== Source document

The Section 21 companies are comprised of only 15 or so members each. In terms of the companies’ Articles of Incorporation, and in conformity with the Companies Act of 1973, only the members of the companies may appoint their directors. As such, the current directors appointed themselves with a handful of their fellow members to their office, and are formally entitled to stay in office for perpetuity.
The High Court in Transvaal has had occasion to consider a Section 21 company with a similarly narrow membership which nonetheless claimed to be a “democratic” representation of its community. In Radio Pretoria v. Chairman, Independent Communications Authority of SA and Another, a Section 21 company claimed to make democratic decisions based on the needs of the Boere-Afrikaner community, even though the Section 21 company consisted of only 52 members, who were the only people who could elect the company’s directors, and all of whom could become members only with the invitation or approval of the Board of Directors. The Court rejected any contention that decisions made by such a Board were in any way democratic, stating that instead the Section 21 Company was:
…nothing else but a blatant and indefensible self-perpetuating oligarchy which is incompatible with the purport and spirit of… ensur[ing] and promot[ing] wider community involvement and participation in the affairs of a community…[T]he exclusion of the members of the relevant community in electing directors has the effect of defeating the very essence of a [company alive and responsive to its relevant] community.
Moreover, under South African law, directors and officers owe a fiduciary duty to act in the best interests of the company, and for the primary purpose of benefiting the company. In the case of these Section 21 companies, each of the companies’ twenty-one members self-identified themselves in the Section 21 companies’ articles of associations and memoranda of associations as either a “businesswoman” or a “businessman.” By doing so, the members indicated how non-representative of the community as a whole they are. But legally, this also binds the directors to only owe a fiduciary duty to these businessmen and women’s interests when concluding any deals or contracts with other parties. In fact, the law precludes the directors of the Section 21 company from taking into account the interest of other non-members—such as the communities themselves —when making decisions. In law, the directors cannot put the communities’ interests above the interests of their members so they cannot represent their interests.
In the circumstances of this case the Directors and members have benefited directly and substantially from the agreements they purported to sign on the communities behalf.
The main object of the Section 21 companies listed in their memoranda of association indicates that their very purpose is to relocate the communities; it reads “The main business which the Company is to carry on is: The relocation, management and cultural and social development of the [Ga-Sekhaolelo or Ga Puka] village in the Mapela Tribal Authority.” With this as their stated goal, it unsurprising—and, indeed it is a legal requirement stemming from the fiduciary duty imposed on the directors—that they are committed to relocation of the communities, regardless of any diverging concerns expressed by democratic representatives of the community.
The Section 21 companies and their legal representatives are funded entirely by Anglo Platinum and PPL, and without their financial support the companies would collapse. It is also unsurprising then—and, indeed it is rational—that the Section 21 companies should be acting in the interest of the mining companies to which they are actually beholden, rather than to the communities.
Although it would be of questionable legal effect, it is nonetheless instructive to note that since 1998 the Section 21 companies have not given the communities any formal opportunity to either endorse or reject the companies’ self-proclaimed mandate to represent the communities in the relocation process. Indeed, as recently as March 2007, a majority of the communities democratically elected a slate of representatives to conduct negotiations. These elections were supervised by the Independent Electoral Commission of South Africa. The elections were deemed to have been both free and fair. Yet Anglo Platinum and PPL have steadfastly refused to meet with these democratically elected representatives of the community.

====

• **What this exercise asks**
- 1) Write out the passage on the Section 21 companies word for word, starting with "In the circumstances" and going on through "the communities behalf.".
- 2) Continue the passage on the Section 21 companies and the relocation of the communities, picking up after its final sentence.

== Items

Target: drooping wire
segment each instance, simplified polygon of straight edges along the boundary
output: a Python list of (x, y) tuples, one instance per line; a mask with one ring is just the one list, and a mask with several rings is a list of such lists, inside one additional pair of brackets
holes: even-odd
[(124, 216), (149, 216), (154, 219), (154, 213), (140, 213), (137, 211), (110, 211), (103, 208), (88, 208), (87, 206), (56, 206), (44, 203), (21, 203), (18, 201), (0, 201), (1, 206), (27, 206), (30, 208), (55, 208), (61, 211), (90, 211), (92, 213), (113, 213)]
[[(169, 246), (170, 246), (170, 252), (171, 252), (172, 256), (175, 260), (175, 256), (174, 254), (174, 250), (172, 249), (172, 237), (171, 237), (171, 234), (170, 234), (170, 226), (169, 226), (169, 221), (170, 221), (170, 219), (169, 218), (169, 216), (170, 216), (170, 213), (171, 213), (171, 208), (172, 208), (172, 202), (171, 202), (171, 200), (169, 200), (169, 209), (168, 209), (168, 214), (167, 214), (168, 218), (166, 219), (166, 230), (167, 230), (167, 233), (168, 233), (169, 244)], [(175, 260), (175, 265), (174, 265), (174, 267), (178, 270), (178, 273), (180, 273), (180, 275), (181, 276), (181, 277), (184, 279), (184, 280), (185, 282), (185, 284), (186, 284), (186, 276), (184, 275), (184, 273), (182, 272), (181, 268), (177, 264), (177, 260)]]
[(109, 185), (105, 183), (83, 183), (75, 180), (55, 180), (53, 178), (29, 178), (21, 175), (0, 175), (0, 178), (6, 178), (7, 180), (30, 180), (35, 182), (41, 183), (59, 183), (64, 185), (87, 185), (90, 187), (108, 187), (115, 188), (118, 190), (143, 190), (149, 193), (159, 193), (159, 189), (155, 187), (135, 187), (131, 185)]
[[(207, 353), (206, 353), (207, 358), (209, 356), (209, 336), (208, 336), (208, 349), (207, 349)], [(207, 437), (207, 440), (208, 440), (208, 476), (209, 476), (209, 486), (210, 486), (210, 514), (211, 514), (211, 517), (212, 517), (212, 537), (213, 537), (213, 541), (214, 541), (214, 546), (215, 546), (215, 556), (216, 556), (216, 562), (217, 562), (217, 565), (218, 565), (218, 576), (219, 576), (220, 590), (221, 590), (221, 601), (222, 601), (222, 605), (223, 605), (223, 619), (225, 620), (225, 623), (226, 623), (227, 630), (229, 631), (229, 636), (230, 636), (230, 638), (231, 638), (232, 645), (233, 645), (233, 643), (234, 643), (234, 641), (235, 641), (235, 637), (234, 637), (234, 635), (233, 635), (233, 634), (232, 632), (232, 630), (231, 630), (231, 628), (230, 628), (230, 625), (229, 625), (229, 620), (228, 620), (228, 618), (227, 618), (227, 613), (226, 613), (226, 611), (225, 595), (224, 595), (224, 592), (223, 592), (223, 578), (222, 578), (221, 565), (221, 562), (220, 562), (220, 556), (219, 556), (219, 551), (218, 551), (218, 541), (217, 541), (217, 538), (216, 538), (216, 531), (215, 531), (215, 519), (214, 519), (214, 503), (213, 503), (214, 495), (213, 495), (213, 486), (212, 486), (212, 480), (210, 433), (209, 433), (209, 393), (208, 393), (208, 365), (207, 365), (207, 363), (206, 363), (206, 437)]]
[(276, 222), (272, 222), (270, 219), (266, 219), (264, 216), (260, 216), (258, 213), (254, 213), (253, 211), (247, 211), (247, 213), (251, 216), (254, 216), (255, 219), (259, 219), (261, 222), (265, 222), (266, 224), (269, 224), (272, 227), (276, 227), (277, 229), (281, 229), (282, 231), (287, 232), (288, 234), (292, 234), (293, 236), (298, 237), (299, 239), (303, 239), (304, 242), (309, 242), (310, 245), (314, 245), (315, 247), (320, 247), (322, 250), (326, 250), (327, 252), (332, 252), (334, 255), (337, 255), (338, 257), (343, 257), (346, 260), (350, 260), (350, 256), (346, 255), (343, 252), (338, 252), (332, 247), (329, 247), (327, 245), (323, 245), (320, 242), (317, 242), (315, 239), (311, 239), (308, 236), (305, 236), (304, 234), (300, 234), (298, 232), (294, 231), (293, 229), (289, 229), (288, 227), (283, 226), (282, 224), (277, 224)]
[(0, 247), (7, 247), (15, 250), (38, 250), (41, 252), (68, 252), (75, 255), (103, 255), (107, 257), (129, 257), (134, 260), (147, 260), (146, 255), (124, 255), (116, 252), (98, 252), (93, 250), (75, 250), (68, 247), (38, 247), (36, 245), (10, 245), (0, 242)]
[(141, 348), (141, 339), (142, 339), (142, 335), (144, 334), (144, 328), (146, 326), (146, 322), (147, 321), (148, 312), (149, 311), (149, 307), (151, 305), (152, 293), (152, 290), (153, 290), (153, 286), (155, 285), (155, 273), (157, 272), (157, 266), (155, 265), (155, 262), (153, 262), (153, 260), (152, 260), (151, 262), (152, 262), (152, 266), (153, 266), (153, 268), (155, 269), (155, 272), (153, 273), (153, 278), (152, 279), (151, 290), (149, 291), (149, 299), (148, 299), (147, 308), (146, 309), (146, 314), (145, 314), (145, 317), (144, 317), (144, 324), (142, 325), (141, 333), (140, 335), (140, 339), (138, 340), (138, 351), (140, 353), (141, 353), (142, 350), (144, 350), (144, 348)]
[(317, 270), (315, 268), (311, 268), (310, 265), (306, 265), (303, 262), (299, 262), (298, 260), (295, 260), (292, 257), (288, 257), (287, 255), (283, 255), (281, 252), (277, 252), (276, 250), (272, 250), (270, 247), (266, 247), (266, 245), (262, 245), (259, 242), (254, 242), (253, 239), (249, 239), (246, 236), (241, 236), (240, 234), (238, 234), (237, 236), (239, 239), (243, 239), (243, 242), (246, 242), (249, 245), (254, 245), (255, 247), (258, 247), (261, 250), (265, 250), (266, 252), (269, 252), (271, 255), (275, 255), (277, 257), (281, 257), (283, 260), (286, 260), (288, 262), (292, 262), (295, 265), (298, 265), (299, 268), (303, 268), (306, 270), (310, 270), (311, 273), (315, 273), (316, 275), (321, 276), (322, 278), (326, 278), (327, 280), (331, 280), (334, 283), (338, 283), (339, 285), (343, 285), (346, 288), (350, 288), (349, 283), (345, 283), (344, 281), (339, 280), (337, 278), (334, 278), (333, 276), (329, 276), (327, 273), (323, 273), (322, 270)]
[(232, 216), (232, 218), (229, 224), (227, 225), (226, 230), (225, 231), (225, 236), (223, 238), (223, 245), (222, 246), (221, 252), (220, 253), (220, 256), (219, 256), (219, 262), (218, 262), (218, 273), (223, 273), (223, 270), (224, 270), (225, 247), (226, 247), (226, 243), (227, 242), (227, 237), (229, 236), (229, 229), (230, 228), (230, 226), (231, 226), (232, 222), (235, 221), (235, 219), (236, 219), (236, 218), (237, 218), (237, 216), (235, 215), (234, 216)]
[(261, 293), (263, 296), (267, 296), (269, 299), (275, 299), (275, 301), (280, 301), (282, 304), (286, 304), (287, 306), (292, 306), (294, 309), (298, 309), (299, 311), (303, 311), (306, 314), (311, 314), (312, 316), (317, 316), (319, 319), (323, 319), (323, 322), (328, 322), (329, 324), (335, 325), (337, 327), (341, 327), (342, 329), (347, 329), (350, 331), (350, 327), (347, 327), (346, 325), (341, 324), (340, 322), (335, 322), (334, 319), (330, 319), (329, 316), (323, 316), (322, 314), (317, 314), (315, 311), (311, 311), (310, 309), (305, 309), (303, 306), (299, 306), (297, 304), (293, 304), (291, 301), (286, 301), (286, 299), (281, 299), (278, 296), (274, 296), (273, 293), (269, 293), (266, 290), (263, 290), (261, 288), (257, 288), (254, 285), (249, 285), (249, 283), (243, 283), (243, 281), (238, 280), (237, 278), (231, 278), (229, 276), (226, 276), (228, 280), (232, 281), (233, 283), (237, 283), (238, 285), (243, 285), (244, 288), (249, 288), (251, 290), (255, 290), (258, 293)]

====

• **Task responses**
- 1)
In the circumstances of this case the Directors and members have benefited directly and substantially from the agreements they purported to sign on the communities behalf.

- 2)
(5) The government’s role as trustee requires the Minister and the Department to preserve trust property, act with prudence and examine all decisions with careful scrutiny, and to consider equally the interests of successive beneficiaries
The government is trustee of the farm Overysel. Under the common law of trusts a trustee has an affirmative duty to act reasonably to preserve the trust property, and cannot permit the destruction of trust property without the express permission of a court. Indeed, the government may be held liable in damages for breach of its fiduciary duty to act reasonably to preserve the trust property and to prevent the destruction, alteration, misuse, or neglect of property to the detriment of the beneficiaries. The lease is for the purposes of open cast mining which amounts to the destruction of the property. At the very minimum the sanction of the court should be sought before the lease is signed.
The Trust Property Control Act of 1988 requires that a “trustee shall in the performance of his duties and the exercise of his powers act with the care, diligence and skill which can reasonably be expected of a person who manages the affairs of another.” In this instance, the government is therefore obligated to the beneficiaries to do all acts necessary for the preservation of the trust land which would be performed by reasonably prudent individuals employing their own like property for purposes similar to those of the trust. My clients believe that the “reasonable person” standard requires at a minimum that a trustee consult with affected individuals or community to hear their perspectives and concerns before revoking the individual’s property and housing rights.You cannot rely on Anglo Platinum’s say so that the community is pleased and delighted with the terms of relocation.
In addition, where, as here, a trust is created for successive beneficiaries, the trustee owes a duty to act impartially as between or among the generations. Therefore, the Minister and the Department must consider that any agreement that they enter into on behalf of the tribe is of equal benefit as to future generations as to today’s members.
Finally, the Minister and the Department must be particularly careful and prudent in their actions due to the government’s simultaneous role as trustee and potential beneficiary of tax revenue from any mining activities on the lands creates a conflict of interest as to the fulfilment of its fiduciary obligation. Therefore, I submit that the Minister and the Department must subject any deals to a heightened level of careful scrutiny.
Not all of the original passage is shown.